**EXERCISE DETAILS**
Please copy out the stretch of rows from the start through the line containing "x=616, y=158", word for word, omitting the pictures.

** START OF DATA SUPPLIED **

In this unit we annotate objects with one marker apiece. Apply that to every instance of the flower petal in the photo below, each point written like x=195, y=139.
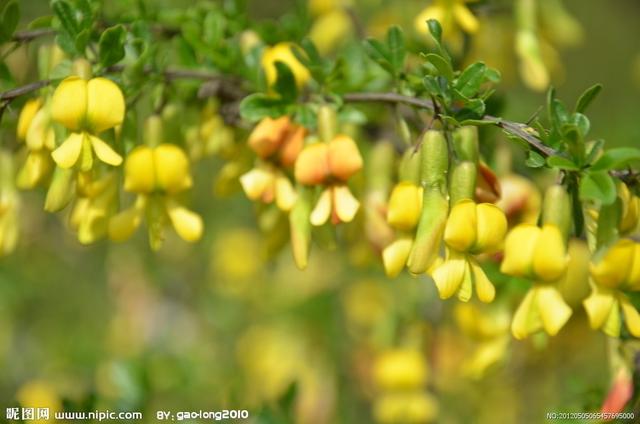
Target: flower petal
x=285, y=193
x=123, y=225
x=550, y=258
x=68, y=153
x=395, y=255
x=598, y=306
x=322, y=210
x=518, y=250
x=104, y=152
x=311, y=165
x=553, y=309
x=345, y=204
x=139, y=171
x=526, y=320
x=172, y=168
x=484, y=288
x=460, y=232
x=27, y=113
x=187, y=224
x=612, y=270
x=255, y=182
x=491, y=228
x=69, y=103
x=449, y=276
x=105, y=104
x=343, y=157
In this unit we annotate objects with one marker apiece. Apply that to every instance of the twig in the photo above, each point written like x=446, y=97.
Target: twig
x=520, y=130
x=26, y=36
x=21, y=91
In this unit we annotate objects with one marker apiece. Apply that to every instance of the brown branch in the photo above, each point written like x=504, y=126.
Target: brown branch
x=520, y=130
x=32, y=34
x=9, y=95
x=517, y=129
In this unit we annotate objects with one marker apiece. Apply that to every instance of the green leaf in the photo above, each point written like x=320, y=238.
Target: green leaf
x=41, y=22
x=257, y=106
x=82, y=39
x=435, y=29
x=534, y=160
x=595, y=148
x=599, y=187
x=285, y=82
x=562, y=163
x=587, y=97
x=397, y=50
x=441, y=64
x=66, y=15
x=111, y=45
x=9, y=20
x=471, y=79
x=616, y=158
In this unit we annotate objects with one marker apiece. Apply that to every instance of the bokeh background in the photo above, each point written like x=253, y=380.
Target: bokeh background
x=223, y=325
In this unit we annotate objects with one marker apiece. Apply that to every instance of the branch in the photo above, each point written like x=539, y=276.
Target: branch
x=9, y=95
x=517, y=129
x=520, y=130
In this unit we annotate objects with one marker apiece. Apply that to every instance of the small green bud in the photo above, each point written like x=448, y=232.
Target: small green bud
x=463, y=182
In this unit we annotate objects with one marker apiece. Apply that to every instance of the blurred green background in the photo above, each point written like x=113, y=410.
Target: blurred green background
x=217, y=325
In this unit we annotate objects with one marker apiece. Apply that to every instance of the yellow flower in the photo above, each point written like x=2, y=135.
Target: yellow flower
x=542, y=308
x=87, y=108
x=488, y=329
x=449, y=13
x=335, y=202
x=266, y=183
x=282, y=52
x=405, y=407
x=604, y=307
x=157, y=175
x=630, y=210
x=400, y=369
x=9, y=206
x=538, y=254
x=330, y=29
x=334, y=162
x=475, y=228
x=617, y=270
x=27, y=113
x=34, y=127
x=94, y=207
x=471, y=229
x=535, y=253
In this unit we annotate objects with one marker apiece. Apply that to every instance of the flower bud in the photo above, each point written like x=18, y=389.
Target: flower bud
x=557, y=209
x=312, y=167
x=327, y=123
x=463, y=182
x=300, y=227
x=343, y=157
x=267, y=136
x=465, y=143
x=405, y=205
x=434, y=155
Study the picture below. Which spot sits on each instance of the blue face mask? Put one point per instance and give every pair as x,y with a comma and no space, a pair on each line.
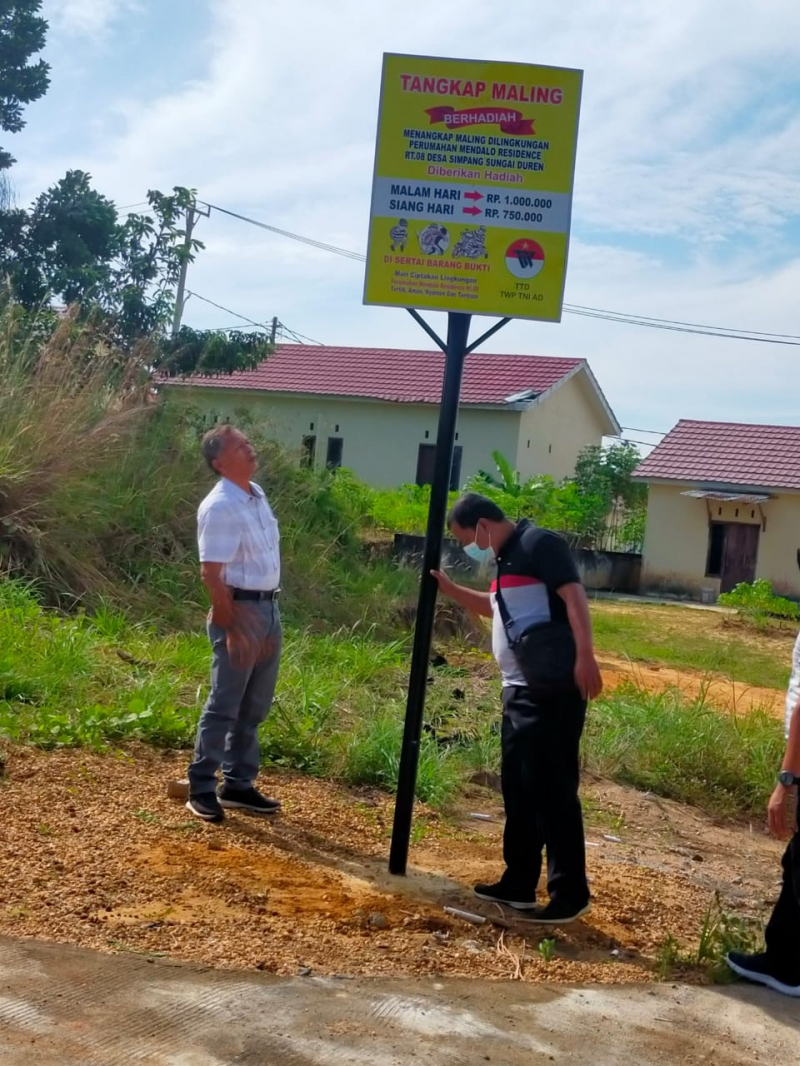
479,554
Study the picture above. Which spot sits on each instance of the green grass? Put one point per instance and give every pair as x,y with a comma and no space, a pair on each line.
685,749
338,712
340,706
658,634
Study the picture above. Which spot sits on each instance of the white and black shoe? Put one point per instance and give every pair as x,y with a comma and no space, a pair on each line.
250,800
508,894
558,914
760,969
205,805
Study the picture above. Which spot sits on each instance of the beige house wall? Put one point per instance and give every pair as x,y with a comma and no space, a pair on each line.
676,539
381,440
554,432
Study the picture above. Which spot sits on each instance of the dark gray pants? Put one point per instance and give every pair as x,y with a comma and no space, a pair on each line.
239,701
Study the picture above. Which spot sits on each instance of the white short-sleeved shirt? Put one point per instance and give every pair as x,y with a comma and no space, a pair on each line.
239,530
793,693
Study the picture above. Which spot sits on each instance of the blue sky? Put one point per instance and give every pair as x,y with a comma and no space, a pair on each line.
687,199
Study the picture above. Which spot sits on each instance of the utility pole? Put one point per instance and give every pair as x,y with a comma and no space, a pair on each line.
192,214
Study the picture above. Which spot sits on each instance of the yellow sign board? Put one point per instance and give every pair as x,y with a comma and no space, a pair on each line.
472,195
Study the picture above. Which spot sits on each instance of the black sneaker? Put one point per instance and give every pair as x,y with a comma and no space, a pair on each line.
758,968
206,805
510,897
558,914
250,800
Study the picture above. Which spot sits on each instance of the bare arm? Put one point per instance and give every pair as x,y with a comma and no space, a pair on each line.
778,809
587,672
470,599
222,601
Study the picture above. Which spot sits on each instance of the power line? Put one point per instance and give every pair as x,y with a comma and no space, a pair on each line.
285,330
633,429
677,322
227,310
579,309
710,332
285,232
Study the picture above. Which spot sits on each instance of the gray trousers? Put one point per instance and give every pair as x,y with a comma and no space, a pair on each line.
239,701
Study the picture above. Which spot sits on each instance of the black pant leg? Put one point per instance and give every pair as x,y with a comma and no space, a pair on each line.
523,839
783,930
540,776
559,780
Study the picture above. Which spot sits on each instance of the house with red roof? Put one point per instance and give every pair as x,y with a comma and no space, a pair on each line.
376,410
723,507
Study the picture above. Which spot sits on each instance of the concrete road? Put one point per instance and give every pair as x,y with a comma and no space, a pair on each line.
75,1007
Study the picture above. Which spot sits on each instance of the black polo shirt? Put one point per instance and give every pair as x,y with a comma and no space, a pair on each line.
531,567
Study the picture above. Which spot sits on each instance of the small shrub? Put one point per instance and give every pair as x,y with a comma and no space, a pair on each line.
757,602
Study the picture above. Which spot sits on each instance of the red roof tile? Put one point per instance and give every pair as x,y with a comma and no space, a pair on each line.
393,374
726,453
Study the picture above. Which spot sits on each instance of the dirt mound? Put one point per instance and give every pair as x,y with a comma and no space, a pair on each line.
718,691
96,854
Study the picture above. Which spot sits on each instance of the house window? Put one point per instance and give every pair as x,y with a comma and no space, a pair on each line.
335,449
427,463
308,452
716,550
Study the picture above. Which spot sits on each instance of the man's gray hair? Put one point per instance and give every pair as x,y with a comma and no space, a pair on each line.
213,442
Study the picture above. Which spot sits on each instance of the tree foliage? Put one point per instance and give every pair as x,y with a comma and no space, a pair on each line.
72,247
601,502
22,34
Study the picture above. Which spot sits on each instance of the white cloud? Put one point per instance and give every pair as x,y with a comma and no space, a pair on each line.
688,131
85,17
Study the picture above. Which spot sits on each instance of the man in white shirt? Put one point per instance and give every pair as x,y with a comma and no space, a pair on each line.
240,564
779,966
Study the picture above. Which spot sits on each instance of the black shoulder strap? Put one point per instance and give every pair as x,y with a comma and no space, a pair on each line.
505,616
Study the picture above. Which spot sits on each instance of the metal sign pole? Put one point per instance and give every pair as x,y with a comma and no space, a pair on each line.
458,333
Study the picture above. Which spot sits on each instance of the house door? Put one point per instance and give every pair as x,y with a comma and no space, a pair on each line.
739,554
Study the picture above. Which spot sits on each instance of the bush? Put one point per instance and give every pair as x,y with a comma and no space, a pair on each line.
685,749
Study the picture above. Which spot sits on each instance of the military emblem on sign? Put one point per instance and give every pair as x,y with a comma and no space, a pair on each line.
525,258
399,235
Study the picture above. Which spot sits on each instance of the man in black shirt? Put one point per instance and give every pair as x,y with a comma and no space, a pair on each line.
539,586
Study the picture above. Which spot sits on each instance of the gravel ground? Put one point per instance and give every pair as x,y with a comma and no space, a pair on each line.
95,854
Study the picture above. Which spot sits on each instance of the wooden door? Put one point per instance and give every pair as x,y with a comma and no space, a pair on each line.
739,554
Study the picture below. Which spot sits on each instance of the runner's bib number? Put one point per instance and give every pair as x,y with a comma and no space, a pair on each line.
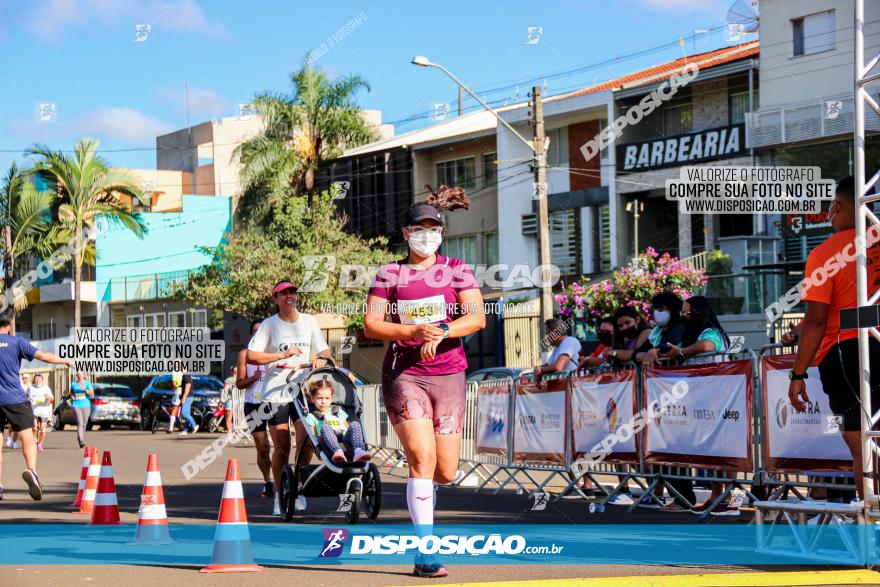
424,311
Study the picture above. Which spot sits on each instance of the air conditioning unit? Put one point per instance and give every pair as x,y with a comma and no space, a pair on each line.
530,224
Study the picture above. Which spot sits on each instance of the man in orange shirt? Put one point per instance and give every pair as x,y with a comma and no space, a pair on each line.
831,271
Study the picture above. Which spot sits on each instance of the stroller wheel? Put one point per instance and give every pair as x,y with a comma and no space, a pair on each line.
372,492
288,493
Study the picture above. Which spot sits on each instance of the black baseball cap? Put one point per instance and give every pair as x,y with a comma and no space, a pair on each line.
419,212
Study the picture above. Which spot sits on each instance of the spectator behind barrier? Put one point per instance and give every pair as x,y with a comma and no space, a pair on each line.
566,349
703,333
630,332
668,329
605,334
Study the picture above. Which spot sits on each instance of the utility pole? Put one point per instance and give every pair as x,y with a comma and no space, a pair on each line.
541,195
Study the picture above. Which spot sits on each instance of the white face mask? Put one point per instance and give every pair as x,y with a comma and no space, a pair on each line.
425,243
662,317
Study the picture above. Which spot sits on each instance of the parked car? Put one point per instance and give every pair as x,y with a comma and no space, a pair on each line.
113,404
206,393
493,373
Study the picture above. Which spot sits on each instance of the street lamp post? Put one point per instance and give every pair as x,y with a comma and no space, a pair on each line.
537,147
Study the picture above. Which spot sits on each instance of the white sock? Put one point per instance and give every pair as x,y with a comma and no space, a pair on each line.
420,500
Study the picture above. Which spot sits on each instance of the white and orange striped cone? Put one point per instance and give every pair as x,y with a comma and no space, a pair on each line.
92,477
87,457
152,519
232,538
106,510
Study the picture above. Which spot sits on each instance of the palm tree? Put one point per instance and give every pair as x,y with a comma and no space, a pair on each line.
27,225
87,187
312,124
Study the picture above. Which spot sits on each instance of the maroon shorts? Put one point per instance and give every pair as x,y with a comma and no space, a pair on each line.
439,398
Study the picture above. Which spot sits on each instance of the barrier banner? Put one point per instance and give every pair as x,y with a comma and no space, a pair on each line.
540,430
706,422
798,441
493,412
600,405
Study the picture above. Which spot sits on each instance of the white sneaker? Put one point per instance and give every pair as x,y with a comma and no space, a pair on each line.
620,499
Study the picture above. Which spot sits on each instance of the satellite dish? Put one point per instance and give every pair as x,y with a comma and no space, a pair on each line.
745,13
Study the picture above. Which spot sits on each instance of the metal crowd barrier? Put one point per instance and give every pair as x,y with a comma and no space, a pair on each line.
512,460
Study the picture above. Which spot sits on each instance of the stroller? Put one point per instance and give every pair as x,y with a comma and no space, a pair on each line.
328,478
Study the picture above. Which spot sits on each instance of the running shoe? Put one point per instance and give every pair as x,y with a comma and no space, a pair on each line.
620,499
360,455
430,568
33,480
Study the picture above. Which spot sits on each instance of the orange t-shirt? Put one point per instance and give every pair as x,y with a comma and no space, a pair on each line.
838,290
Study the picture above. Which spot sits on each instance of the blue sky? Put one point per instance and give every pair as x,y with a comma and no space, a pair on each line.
81,56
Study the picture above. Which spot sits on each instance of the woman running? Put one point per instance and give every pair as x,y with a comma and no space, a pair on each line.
433,302
285,340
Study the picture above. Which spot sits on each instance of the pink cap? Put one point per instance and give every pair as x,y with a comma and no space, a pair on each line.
282,286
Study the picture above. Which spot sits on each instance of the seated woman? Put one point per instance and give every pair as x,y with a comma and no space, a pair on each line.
605,334
331,426
668,327
630,333
703,335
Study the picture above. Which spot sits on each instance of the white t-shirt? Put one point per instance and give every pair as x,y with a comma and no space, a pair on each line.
569,346
40,396
275,336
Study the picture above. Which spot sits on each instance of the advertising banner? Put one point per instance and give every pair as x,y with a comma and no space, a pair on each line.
798,441
710,424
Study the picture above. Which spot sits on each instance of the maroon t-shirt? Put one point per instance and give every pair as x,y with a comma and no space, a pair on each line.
424,296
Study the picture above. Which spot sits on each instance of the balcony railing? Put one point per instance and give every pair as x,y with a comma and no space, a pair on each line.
154,286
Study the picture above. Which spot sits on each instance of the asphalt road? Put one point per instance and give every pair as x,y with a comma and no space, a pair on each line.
197,502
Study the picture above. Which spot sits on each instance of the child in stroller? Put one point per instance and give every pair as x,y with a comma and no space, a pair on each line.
330,424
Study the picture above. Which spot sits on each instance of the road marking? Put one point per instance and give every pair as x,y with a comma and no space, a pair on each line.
782,579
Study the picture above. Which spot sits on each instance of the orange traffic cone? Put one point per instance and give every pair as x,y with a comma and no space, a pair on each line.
106,510
152,520
92,478
87,457
232,539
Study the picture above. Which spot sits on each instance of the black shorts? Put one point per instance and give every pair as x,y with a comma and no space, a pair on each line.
280,414
840,380
20,416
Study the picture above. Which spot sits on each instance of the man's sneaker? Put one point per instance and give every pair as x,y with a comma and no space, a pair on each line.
34,488
429,567
725,510
620,499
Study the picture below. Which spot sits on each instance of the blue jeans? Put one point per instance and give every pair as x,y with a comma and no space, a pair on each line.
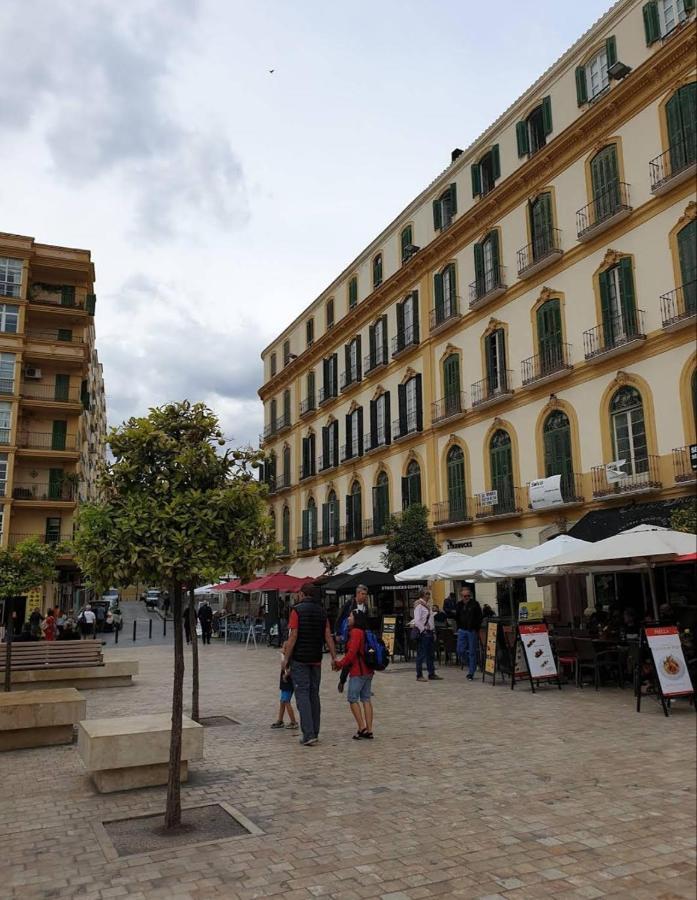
425,653
306,680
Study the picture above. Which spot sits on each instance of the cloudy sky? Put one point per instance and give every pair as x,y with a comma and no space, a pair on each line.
217,198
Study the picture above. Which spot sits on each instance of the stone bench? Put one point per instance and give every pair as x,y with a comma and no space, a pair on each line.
39,718
133,751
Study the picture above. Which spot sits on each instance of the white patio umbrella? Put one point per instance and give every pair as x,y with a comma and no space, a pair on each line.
428,571
637,548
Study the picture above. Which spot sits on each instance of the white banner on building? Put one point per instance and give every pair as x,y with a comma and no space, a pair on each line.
545,492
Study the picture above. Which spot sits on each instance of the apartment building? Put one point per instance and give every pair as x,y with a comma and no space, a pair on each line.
52,408
530,314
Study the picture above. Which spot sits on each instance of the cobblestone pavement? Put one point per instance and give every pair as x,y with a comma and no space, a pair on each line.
468,791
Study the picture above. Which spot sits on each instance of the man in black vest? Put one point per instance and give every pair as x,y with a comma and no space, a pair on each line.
308,630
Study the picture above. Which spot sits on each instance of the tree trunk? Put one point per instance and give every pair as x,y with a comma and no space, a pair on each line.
194,656
173,813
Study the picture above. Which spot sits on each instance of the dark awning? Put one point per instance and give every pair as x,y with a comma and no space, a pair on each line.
602,523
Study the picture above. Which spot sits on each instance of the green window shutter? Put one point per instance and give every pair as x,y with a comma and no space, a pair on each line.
437,215
62,388
476,181
652,25
521,133
59,434
547,114
439,298
581,86
495,162
453,199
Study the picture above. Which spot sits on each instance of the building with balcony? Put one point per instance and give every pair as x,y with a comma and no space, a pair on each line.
52,406
572,220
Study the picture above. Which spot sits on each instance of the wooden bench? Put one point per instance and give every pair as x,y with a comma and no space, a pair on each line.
52,655
39,718
133,751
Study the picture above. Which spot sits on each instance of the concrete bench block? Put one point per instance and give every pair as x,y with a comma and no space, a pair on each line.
133,751
39,718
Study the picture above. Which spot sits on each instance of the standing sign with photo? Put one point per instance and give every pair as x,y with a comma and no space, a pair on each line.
538,651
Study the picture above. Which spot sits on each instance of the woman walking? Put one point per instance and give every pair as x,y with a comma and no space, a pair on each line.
360,676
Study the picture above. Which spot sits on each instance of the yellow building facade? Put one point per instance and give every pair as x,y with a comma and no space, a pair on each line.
52,406
530,314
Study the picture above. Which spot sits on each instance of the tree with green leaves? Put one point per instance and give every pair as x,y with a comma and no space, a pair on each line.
409,539
26,566
175,507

** END OF DATA SUPPLIED **

**TASK RESPONSE**
In this unit we annotate objects with one marker apiece. Apply that to every instance of the flower petal in the photo below, each point written like x=195, y=139.
Target: flower petal
x=285, y=193
x=123, y=225
x=550, y=258
x=68, y=153
x=395, y=255
x=598, y=306
x=322, y=210
x=518, y=250
x=104, y=152
x=311, y=165
x=553, y=309
x=345, y=204
x=139, y=171
x=526, y=320
x=172, y=168
x=484, y=288
x=460, y=232
x=27, y=113
x=187, y=224
x=612, y=270
x=255, y=182
x=491, y=228
x=69, y=103
x=449, y=276
x=105, y=104
x=343, y=157
In this unit we annotate objects with one marker apiece. Apply that to every instance of the twig in the photo above, each point written like x=446, y=97.
Target: twig
x=520, y=130
x=26, y=36
x=21, y=91
In this unit we annotate objects with one marker apiece. Apply that to every instance of the brown branch in the photo above, each point written like x=504, y=126.
Target: brown branch
x=520, y=130
x=32, y=34
x=9, y=95
x=517, y=129
In this unit we annotate objects with one marker apiece. Apply that to every instance of the green leaf in the photo above, each point written like x=320, y=238.
Target: green leaf
x=41, y=22
x=257, y=106
x=82, y=39
x=435, y=29
x=534, y=160
x=595, y=148
x=599, y=187
x=285, y=82
x=562, y=163
x=587, y=97
x=397, y=50
x=441, y=64
x=66, y=15
x=111, y=45
x=9, y=20
x=471, y=79
x=616, y=158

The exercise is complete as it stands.